François Veillerette : Il est extrêmement important de continuer à souligner les faiblesses de cette évaluation pour convaincre les États qu’il ne faut pas réautoriser le glyphosate, notamment parce que, comme le signale l’Inserm, c’est un produit qui a des effets génotoxiques, c’est-à-dire qu’il a la capacité également de conduire à des effets cancérogènes. C’est maintenant la recherche médicale publique française à l’Inserm qui le dit, après le Centre international de recherche sur le cancer. C’est surprenant que l’Agence de sécurité sanitaire européenne continue à ne pas regarder les études correctement et à ne pas regarder toute la science pour pouvoir tirer les mêmes conclusions que l’Inserm. Mais on va s’employer à le répéter au gouvernement français dans les mois qui viennent.

Sur quelle base ces experts européens désavouent l’avis de l’Inserm ?

◇ ◇ ◇ ◇ ◇

• **VOTRE OBJECTIF**
Traduisez en anglais la phrase suivante de l’extrait sur le glyphosate : « Mais on va s’employer à le répéter au gouvernement français dans les mois qui viennent. »

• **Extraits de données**
◇ ◇ ◇ ◇ ◇

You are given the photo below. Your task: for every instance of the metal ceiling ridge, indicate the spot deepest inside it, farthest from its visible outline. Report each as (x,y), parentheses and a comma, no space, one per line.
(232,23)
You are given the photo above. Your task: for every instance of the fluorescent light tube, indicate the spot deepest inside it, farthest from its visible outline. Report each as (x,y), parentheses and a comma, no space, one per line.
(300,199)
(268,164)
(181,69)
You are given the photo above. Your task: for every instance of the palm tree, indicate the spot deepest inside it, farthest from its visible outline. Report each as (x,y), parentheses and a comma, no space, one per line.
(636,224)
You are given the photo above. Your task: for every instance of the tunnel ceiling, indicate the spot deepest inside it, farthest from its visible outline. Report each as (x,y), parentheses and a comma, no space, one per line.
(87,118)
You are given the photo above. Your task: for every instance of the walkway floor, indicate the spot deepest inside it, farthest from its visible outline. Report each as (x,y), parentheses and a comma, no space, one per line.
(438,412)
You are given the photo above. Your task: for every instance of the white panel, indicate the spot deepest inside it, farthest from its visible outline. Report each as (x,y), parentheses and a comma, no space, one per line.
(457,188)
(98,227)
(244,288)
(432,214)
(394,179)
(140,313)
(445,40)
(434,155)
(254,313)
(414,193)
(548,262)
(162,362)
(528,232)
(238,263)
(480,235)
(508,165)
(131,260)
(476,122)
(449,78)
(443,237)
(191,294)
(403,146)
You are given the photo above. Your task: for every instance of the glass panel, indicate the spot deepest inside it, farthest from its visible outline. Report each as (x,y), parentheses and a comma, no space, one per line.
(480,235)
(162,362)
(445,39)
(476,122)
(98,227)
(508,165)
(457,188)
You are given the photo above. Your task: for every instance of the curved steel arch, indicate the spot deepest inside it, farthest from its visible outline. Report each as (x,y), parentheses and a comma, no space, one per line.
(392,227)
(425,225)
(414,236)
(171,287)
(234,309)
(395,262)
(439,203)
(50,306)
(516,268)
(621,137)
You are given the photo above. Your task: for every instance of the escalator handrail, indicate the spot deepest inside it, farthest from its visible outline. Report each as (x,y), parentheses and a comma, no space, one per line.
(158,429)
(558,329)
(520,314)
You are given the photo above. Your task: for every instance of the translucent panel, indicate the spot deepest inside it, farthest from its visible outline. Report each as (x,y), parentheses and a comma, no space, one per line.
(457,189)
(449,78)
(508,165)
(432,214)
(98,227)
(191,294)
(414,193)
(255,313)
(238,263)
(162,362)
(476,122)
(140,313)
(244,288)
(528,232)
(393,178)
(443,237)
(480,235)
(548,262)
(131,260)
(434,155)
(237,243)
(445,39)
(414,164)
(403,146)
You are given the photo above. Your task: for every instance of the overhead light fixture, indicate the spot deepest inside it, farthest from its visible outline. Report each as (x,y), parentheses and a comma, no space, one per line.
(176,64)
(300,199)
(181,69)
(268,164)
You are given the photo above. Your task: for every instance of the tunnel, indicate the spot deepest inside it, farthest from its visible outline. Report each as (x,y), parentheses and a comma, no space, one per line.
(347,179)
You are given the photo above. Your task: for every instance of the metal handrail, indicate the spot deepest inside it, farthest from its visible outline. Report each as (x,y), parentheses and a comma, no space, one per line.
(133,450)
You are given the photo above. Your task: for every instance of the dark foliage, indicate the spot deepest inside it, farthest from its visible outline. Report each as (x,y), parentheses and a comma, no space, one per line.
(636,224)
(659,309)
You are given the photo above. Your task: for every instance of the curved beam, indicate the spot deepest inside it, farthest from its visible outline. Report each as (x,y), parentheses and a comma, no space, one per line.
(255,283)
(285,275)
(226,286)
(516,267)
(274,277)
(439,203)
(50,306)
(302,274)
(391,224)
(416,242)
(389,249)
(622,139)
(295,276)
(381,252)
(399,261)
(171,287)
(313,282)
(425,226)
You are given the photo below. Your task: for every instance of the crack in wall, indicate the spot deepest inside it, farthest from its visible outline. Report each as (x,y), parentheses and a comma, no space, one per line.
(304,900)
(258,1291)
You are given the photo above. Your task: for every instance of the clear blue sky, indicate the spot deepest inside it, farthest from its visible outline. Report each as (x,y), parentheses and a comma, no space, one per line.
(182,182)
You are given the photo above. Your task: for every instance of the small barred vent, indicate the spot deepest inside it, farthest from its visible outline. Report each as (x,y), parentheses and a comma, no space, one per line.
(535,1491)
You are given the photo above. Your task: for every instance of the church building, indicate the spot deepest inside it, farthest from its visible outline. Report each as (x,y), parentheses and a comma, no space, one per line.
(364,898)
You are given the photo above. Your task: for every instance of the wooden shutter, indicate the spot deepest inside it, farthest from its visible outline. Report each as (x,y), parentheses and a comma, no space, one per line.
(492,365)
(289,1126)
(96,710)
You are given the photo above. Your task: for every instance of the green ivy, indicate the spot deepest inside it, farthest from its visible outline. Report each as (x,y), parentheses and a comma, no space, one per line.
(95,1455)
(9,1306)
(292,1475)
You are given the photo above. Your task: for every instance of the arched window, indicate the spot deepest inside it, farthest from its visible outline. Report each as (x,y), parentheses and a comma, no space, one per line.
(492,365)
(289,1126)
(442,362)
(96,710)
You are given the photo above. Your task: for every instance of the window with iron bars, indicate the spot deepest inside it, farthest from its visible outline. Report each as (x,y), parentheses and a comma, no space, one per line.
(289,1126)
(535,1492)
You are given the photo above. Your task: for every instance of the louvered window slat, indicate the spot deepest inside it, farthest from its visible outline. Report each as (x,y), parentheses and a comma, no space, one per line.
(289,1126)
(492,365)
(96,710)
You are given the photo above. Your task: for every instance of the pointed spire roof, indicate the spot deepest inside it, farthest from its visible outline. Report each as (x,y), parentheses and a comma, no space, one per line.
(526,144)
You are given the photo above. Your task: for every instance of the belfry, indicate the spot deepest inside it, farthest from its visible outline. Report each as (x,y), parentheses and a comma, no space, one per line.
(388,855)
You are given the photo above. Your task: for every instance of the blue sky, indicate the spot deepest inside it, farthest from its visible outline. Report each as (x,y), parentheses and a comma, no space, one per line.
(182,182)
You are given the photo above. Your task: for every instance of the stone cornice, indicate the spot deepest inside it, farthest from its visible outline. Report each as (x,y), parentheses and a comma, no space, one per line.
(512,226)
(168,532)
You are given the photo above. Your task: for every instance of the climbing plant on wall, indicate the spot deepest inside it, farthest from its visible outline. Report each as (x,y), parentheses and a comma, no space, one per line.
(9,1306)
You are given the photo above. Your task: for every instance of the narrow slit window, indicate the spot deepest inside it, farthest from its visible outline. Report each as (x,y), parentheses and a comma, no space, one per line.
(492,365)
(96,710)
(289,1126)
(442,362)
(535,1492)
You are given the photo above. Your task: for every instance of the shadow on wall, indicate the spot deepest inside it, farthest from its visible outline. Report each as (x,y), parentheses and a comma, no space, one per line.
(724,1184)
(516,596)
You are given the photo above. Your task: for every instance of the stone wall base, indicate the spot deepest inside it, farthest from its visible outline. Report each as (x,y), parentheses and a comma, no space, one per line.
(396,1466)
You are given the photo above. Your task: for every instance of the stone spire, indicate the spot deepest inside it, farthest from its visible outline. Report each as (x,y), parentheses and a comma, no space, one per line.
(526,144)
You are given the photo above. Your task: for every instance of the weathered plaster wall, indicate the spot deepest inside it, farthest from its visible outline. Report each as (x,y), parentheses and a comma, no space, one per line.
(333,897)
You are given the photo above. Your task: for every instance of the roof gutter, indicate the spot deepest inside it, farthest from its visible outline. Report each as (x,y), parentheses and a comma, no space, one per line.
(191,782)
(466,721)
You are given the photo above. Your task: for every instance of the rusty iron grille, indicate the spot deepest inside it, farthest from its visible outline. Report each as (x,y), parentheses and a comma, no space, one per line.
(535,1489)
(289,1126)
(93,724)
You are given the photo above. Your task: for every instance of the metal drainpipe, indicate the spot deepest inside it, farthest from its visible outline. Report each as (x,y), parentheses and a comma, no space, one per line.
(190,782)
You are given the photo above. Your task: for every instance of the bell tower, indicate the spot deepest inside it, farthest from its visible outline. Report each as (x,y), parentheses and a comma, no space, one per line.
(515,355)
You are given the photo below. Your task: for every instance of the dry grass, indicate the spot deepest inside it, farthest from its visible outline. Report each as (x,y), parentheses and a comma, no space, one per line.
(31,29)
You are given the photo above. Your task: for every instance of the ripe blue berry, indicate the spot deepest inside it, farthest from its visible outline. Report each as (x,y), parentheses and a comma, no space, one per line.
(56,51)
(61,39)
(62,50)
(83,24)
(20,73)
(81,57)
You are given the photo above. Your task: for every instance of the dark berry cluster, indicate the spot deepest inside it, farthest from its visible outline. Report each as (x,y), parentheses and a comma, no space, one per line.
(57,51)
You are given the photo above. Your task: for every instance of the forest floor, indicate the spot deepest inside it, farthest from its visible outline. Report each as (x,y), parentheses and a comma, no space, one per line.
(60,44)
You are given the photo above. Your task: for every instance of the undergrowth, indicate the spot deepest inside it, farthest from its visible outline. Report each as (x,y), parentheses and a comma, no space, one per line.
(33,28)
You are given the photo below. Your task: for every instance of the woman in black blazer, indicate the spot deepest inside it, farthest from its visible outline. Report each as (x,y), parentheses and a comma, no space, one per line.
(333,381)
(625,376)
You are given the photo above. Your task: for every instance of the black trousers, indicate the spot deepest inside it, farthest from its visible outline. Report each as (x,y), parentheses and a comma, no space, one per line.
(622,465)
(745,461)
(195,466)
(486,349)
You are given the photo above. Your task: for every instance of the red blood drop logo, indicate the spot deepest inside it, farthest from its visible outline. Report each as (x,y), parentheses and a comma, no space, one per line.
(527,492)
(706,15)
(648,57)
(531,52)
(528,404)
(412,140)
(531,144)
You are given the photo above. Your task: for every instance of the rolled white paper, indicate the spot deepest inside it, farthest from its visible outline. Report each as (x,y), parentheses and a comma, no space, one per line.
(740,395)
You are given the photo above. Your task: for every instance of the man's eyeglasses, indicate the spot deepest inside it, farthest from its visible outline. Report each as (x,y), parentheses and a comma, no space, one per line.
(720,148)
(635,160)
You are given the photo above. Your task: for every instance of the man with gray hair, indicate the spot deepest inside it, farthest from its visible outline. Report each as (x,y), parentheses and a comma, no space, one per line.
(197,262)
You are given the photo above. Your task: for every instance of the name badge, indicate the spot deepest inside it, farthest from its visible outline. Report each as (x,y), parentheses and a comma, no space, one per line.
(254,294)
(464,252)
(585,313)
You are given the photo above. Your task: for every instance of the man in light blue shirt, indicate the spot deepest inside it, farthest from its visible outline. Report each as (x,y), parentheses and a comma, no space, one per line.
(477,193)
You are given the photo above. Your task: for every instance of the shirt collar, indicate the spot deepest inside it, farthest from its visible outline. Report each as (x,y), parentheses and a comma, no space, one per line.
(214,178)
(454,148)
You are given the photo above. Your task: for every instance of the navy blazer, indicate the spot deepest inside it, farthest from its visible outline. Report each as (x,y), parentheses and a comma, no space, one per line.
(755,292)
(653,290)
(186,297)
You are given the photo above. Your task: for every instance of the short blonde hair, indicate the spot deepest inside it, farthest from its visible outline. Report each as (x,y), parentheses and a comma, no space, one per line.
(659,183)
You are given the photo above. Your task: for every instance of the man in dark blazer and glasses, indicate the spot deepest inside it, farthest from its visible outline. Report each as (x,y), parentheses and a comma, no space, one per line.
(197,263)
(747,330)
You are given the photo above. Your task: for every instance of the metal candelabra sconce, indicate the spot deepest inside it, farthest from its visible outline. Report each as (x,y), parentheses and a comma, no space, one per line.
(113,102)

◇ ◇ ◇ ◇ ◇

• **PRODUCTION ATTENDUE**
But we are going to make a point of repeating it to the French government in the coming months.